[Point localization data]
══════════

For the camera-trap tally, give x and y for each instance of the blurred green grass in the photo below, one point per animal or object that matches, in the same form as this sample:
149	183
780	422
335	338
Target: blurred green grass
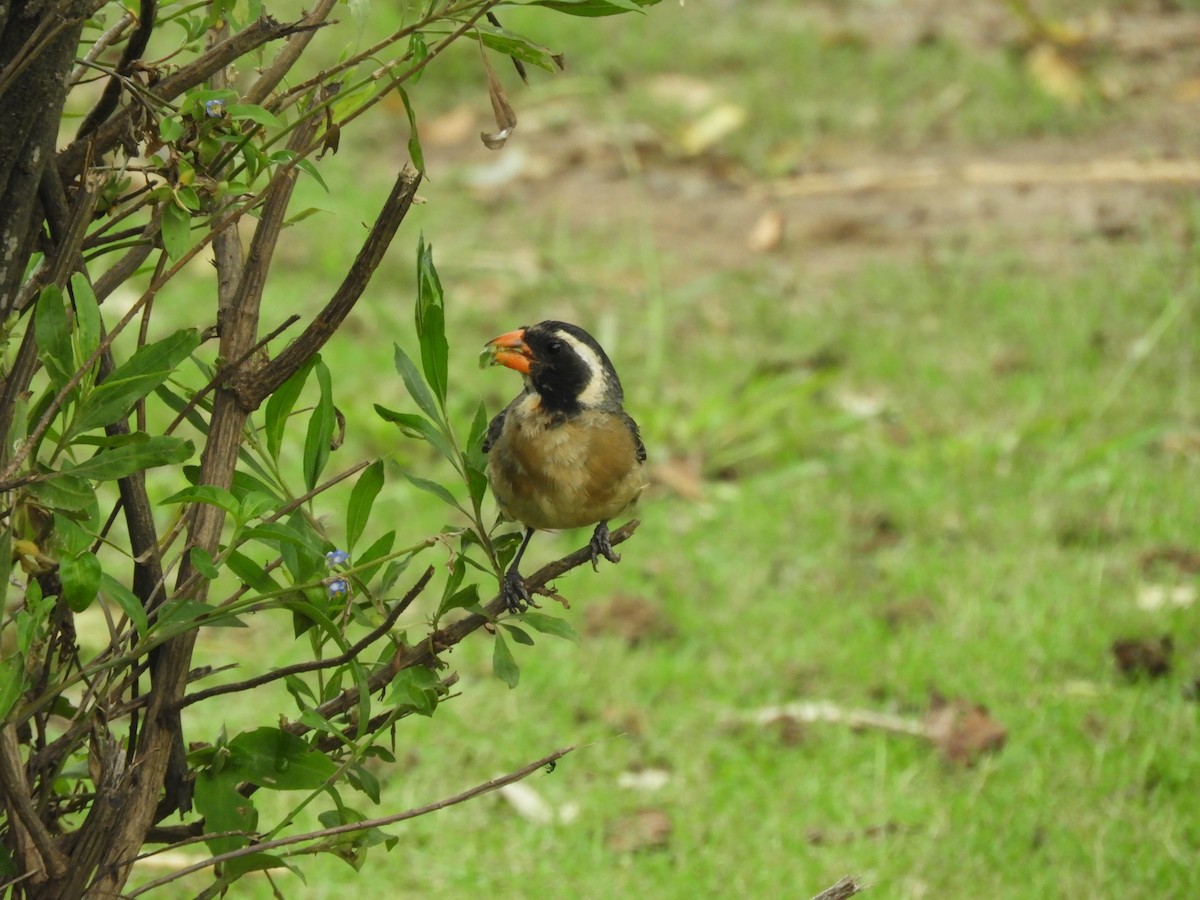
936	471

══════════

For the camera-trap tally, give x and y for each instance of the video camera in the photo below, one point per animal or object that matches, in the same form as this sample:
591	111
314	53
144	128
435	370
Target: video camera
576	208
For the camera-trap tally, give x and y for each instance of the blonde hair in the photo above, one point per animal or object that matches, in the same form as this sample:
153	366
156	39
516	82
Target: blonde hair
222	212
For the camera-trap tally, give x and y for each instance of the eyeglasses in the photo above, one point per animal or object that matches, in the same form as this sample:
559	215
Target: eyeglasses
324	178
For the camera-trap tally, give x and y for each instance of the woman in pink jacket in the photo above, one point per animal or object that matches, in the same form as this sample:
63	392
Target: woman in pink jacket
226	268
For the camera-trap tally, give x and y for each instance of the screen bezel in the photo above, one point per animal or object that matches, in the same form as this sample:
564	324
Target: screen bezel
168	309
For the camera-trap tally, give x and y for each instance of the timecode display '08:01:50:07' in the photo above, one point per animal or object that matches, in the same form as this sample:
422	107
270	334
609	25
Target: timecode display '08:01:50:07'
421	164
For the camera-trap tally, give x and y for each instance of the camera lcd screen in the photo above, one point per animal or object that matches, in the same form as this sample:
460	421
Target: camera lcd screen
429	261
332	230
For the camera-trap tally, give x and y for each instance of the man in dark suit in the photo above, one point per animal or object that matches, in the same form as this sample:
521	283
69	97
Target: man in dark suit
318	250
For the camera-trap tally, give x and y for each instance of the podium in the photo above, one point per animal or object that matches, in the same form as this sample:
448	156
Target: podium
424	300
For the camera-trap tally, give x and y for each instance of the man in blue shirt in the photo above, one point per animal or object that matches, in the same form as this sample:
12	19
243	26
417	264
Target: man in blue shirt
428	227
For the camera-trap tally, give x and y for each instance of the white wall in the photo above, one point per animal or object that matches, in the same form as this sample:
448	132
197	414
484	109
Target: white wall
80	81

══════════

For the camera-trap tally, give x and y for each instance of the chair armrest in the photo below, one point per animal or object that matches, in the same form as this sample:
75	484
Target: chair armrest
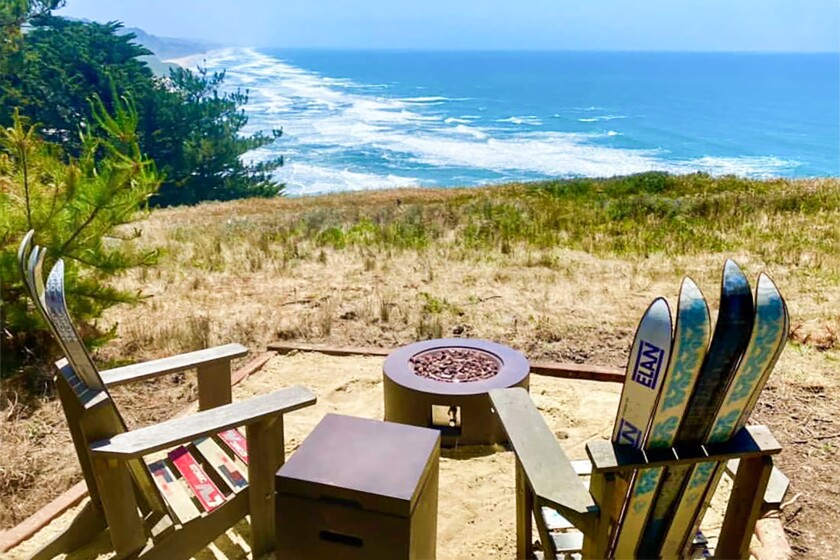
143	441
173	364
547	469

══════════

Instructions to follow → Please copy out each line of the data in which the word "above" occurs.

Response to the task →
For the camera-trap tally, give x and y for each instance of the blonde hair in the photo above, one point per animal or object that matches, in the same form as this sample:
For the camera-trap tally, give x and y for each instance of the eyeglasses in the photo above, one point per animal or object that matches, in the same form as this sample:
For the camera-trap tally, give x and y for each instance of the woman in pink jacket in the photo above, one point per animal or object that matches, in the same form as this sample:
For the camera-trap tally, give x and y for each instance of the screen bezel in the photo above, one point per animal or object that matches, in the same form as this sample:
For the camera-trap tally, give x and y for each instance of the timecode display '08:01:50:07' in the photo above, one point per animal or object that matches, in the same form as this sample:
For the camera-trap tally, give x and y for each instance of the camera lcd screen in the photo above, one point per animal or object that matches, in the same form as this sample:
For the camera-trap tally, give x and y for each instance of the man in dark suit in the photo above, one point per animal or object that matches, in the same form as this sample:
For the camera-trap tally, give x and y for each instance of the podium in the photo above, one point per animal or object that matches, in the same form as this sample:
For the camera-trap tally, give x and y for each instance of the man in blue shirt in the photo above, one point per animal or object that matches, in the same form as this sample:
For the camera-trap tally, give x and y for each instance of the white wall in the photo above, one point per animal or object that matches, in the same form as this sample:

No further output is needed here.